Point labeling data excerpts:

************

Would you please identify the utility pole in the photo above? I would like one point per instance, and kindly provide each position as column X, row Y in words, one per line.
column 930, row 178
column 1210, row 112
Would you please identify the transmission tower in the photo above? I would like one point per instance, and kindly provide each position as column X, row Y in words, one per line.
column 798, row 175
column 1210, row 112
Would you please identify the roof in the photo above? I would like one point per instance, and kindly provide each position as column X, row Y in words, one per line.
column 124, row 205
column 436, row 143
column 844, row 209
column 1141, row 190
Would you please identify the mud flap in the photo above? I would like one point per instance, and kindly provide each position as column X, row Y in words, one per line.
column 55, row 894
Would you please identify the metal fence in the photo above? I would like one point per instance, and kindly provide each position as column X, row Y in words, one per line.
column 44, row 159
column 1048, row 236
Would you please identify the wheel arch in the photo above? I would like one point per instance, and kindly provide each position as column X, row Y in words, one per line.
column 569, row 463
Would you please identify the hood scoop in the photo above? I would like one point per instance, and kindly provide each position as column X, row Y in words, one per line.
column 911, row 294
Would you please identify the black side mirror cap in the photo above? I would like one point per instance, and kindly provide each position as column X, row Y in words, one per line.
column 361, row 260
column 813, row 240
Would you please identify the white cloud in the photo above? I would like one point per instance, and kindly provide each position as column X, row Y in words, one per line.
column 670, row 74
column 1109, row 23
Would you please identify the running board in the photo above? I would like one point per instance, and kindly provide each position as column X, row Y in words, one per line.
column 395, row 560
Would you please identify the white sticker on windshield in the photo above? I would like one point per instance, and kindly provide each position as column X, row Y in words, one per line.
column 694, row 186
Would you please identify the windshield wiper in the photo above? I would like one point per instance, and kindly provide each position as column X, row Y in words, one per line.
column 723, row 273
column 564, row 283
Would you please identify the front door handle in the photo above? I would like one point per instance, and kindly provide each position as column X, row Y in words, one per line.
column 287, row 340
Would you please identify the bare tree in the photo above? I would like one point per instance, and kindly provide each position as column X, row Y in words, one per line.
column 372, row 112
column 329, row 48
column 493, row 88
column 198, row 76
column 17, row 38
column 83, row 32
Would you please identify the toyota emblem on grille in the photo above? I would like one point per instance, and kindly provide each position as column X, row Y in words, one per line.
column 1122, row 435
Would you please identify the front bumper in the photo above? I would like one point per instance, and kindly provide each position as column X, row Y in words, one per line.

************

* What is expected
Print all of the data above again, word for word, from the first line through the last.

* Response for this exercise
Would you please identify the utility pole in the photo above? I would like one point per instance, and kindly provide each position as column X, row Y in words, one per line.
column 930, row 178
column 1210, row 112
Would you please identify the transmission tower in the photo above? I would like one point per instance, and kindly provide each position as column X, row Y in words, one per line.
column 798, row 175
column 1210, row 112
Would you please identify the roof in the photo above? I would like one point per instance, and kindly provide each position as column X, row Y in words, one per line.
column 124, row 205
column 436, row 143
column 844, row 209
column 1141, row 190
Would you please identify the mud flap in the photo above? I would like one point per instance, and kindly provide each position as column X, row Y in words, one per line.
column 55, row 894
Would you please identify the metal fence in the photo above? I would like one point per instance, and kindly provide each position as column X, row Y in words, one per line.
column 44, row 159
column 1048, row 236
Would you please identify the wheel arch in the photo above? I would like one point per instance, and kindly provide each position as column X, row Y in words, one per line.
column 569, row 463
Would you please identify the hood scoop in the photo above? I would like one point per instance, and kindly provide each position as column X, row Y in words, one per line.
column 911, row 294
Would you please identify the black side mirror cap in the photo above? I would like one point per instance, and kindly provide each position as column X, row Y in words, one per line.
column 361, row 260
column 813, row 240
Would you please identify the white cloud in the photo above? I would like one point per instance, and kindly provide each position as column X, row Y in words, one per line.
column 670, row 74
column 1109, row 23
Would you please identify the running board in the photo above? I would like one point per instance, and kindly provide each position as column X, row Y in words, one per line.
column 395, row 560
Would you please identify the white sticker on windshield in the photo above? I would like one point per instance, and kindly provide each position as column X, row Y in words, one per line.
column 694, row 186
Would you please identify the windshield wiper in the photo above? I would like one point per instance, and kindly provide each position as column X, row Y in words, one per line.
column 723, row 273
column 564, row 283
Would you please identify the front door handle in the photo above? I would like one point per instance, and kindly provide each position as column X, row Y in words, one per line.
column 287, row 340
Would you please identify the bare tree in the photo above? I would like one point per instance, and kindly provide each position as column X, row Y in words, one per line.
column 372, row 112
column 329, row 48
column 493, row 88
column 198, row 76
column 17, row 38
column 83, row 32
Would you please identify the toyota emblem on grille in the photo above? I would like one point per instance, and kindly provide each position as column X, row Y in words, one per line.
column 1122, row 435
Would you please identify the front bumper in the photo above? I would like one point per instance, and kindly provide each position as column X, row Y in words, one per line.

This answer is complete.